■ **Work to be completed**:
According to the project description on protein degradation, what will the project develop to measure UPS activity?
Text provided below:
Control of protein degradation is required for healthy cellular function. Loss of control can lead to cancer and neurodegenerative diseases. One central control system for protein degradation is referred to as UPS (ubiquitin-proteasome system). The activity of the UPS is highly variable across individual cells in a population. It is important therefore to be able to measure activity on a single cell basis. This project will develop fluorescent sensors to measure the UPS activity of individual cells. These sensors could enhance efforts to develop new drugs and optimal treatment strategies on a patient by patient basis. Hands-on learning modules will also be developed and presented to middle school students in the Baton Rouge area. Undergraduates and high school students will also be recruited to participate in extended research experiences in an effort to develop and populate a robust biomanufacturing workforce.
End of Text provided.
Data excerpts below:
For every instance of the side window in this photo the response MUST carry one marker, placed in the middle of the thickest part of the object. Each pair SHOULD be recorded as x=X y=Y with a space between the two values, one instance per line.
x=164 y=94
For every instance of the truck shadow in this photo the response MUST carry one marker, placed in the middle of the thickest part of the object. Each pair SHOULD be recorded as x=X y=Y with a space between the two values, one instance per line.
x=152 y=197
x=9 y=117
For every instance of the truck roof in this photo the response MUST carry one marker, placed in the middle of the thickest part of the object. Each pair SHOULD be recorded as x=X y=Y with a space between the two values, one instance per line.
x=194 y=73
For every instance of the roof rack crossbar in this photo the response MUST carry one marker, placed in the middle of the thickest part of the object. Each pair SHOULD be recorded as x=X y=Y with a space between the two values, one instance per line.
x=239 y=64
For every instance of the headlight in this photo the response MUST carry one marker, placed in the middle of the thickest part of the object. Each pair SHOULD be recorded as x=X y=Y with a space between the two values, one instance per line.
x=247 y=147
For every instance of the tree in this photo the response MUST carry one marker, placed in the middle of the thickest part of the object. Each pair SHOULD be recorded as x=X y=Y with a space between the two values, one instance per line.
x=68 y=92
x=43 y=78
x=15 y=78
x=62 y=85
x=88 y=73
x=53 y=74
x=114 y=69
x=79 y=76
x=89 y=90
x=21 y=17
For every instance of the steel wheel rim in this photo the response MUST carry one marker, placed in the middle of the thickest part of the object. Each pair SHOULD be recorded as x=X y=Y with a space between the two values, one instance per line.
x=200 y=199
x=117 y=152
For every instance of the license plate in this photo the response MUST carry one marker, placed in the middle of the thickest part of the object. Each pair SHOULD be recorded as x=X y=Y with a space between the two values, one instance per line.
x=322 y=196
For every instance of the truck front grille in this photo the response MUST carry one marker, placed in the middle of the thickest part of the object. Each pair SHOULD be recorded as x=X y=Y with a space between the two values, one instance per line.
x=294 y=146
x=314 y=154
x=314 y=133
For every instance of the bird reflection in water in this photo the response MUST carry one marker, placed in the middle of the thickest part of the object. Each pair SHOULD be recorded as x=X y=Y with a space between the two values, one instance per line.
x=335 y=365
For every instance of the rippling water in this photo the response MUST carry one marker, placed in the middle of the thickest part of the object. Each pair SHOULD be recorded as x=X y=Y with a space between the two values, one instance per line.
End of Data excerpts.
■ **Answer to this task**:
Fluorescent sensors that measure the UPS activity of individual cells.